* [GIVEN TASK 1]: Copy out the entries from the line containing "Give the segmentation of every instance of the front" through the last line of the entries, reproducing every character as it appears.

* [TEXT]:
An alternative approach is to enter into long-term partnerships with universities themselves to manage student halls, as demonstrated by University Partnerships Programme (UPP).

Robert McClatchey, managing director at Barclays Private Equity, which has invested in UPP, explains that it focuses on "accommodation that is badged as university halls of residence and is primarily - but not exclusively - aimed at their first years."

As far as McClatchey is concerned, there are now two very distinct markets. "One is a student accommodation market and the other is a university accommodation market. For one your client is undoubtedly the student, for the other your client is really the university."

Thakore agrees it is possible to argue the existence of two distinct markets. "The UPP-type strategy, where you are working with a university, taking on long-term management outsourcing-type contracts, is very different and is akin to an infrastructure investment where you have a very fixed, probably inflation-linked income stream over a period of time.

"The UNITE strategy is very much driven by the underlying supply and demand for student accommodation."

Decisions around which route to go down will depend on what an investor ultimately requires. For Thakore, university accommodation offers "drier, lower-yielding" and potentially "safer" income streams, more akin to infrastructure investments, whereas student accommodation is "driven by pushing rents, benefiting from the demand-supply imbalance and asset managing the portfolio to drive performance".

McClatchey agrees that UPP's approach has more in common with infrastructure than it does necessarily with real estate, but also that it benefits from universities being able to provide "their partnership input and strength of offering".

He explains: "You are not talking about a model with freehold interests with unrestricted abilities to set rents at a purely market level, you are in a relationship with the university on a long-term lease - typically 35-50 years - where you have a different risk and return profile that is much more akin to infrastructure than it would be to more traditional property.

"We see a lower risk profile and a better long-term relationship for managing the risks in the sector by working with the university - for example, in many instances having them market the accommodation for us - than the risks and returns of direct-let."
Investing in university infrastructure as opposed to direct-let student accommodation also offers some interesting possibilities, including the potential to invest in more than just student halls.

UPP is already working on alternative uses for university accommodation outside term-time, particularly as universities are under increasing commercial pressure to maximise the income they generate. "You see a greater concentration on conference business and on the use of assets in the traditional vacation periods," says McClatchey.

But there is a potential for universities to begin exploring relationships with the private sector with a view to transferring operations of various parts of their estate, not just student accommodation.

* [GIVEN TASK 2]: Extend the passage on investing in university and student accommodation, picking up after its final sentence.

* [DATA ROWS]:
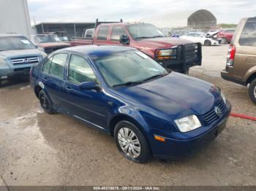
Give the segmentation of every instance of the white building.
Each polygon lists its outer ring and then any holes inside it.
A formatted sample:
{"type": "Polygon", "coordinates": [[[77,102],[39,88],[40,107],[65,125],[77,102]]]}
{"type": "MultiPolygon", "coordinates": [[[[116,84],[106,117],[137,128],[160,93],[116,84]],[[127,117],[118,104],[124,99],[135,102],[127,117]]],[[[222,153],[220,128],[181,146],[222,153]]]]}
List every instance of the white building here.
{"type": "Polygon", "coordinates": [[[32,32],[26,0],[0,0],[0,34],[16,33],[29,37],[32,32]]]}

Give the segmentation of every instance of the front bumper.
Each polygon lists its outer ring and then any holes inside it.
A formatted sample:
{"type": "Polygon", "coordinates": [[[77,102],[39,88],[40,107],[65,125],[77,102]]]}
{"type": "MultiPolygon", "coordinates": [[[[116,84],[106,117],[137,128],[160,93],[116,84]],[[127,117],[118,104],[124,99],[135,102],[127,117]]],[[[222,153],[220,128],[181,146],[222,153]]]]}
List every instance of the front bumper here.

* [FINAL RESULT 1]:
Give the segmentation of every instance of the front bumper.
Each polygon lists its outer ring and then any holes inside it.
A formatted sample:
{"type": "Polygon", "coordinates": [[[77,102],[39,88],[40,107],[65,125],[77,102]]]}
{"type": "MultiPolygon", "coordinates": [[[[116,84],[106,117],[137,128],[160,93],[116,84]],[[127,117],[118,104],[124,99],[135,102],[127,117]]],[[[222,153],[220,128],[181,146],[222,153]]]]}
List every instance of the front bumper here.

* [FINAL RESULT 2]:
"That is simply a reflection of what is going on in other parts of the public sector and the management of their assets," McClatchey says. "I think we will also see universities wanting to find solutions to upgrade their non-residential infrastructure. That is all part of the attraction of a partnership with a university, which isn't there in the direct-let student market."

Potential assets include lecture theatres, administration offices, research facilities or even the "more bespoke", such as leisure facilities.
In three to five years' time, McClatchey says, "that creation of a more mixed portfolio of university assets is certainly interesting and I see a significant attraction for institutions providing the capital and seeking returns from that".

Richard Collins, director for education and economics at DTZ, agrees that "there are a lot of opportunities to extend the approach that has been adopted for accommodation to other areas of university estate."
Collins is aware of a few examples "where it has already happened" and some examples where "it is currently being considered". Watch this space, he advises.

"My view is it is highly likely. The question will be: how quickly and in what areas? It won't happen across the university estate, but it will happen in certain areas of the university estate."However, McClatchey believes that institutional investment in non-residential university property would need to be diversified "across a number of universities" and not just with one single institution. Providing a pool of universities "is the challenge for the market", he says.

One possible vehicle could be a university REIT. There has already been talk of student accommodation REITs, but a tax-transparent vehicle offering exposure to a pool of university real estate would be an interesting prospect.
Simon Randall, partner at law firm LG, has been in a series of ongoing discussions with various UK universities about the possibility of establishing a REIT.

"I had met a number of universities that had expressed a view that provision of accommodation was not part of their core role in life - their core role being, of course, providing education - and there was therefore a level of interest in creating one of these vehicles," he reveals.

"Essentially, it would be accommodation that existing universities owned that they would be happy to sell to the REIT. Whether they would self-manage thereafter or it would be managed by the REIT was a matter for discussion."
However, the idea has stalled for the time being, given the current market volatility and a number of general issues regarding residential REITs "being dealt with by a lobby group".

"There is an appetite for this, but probably the timing is not right," Randall says.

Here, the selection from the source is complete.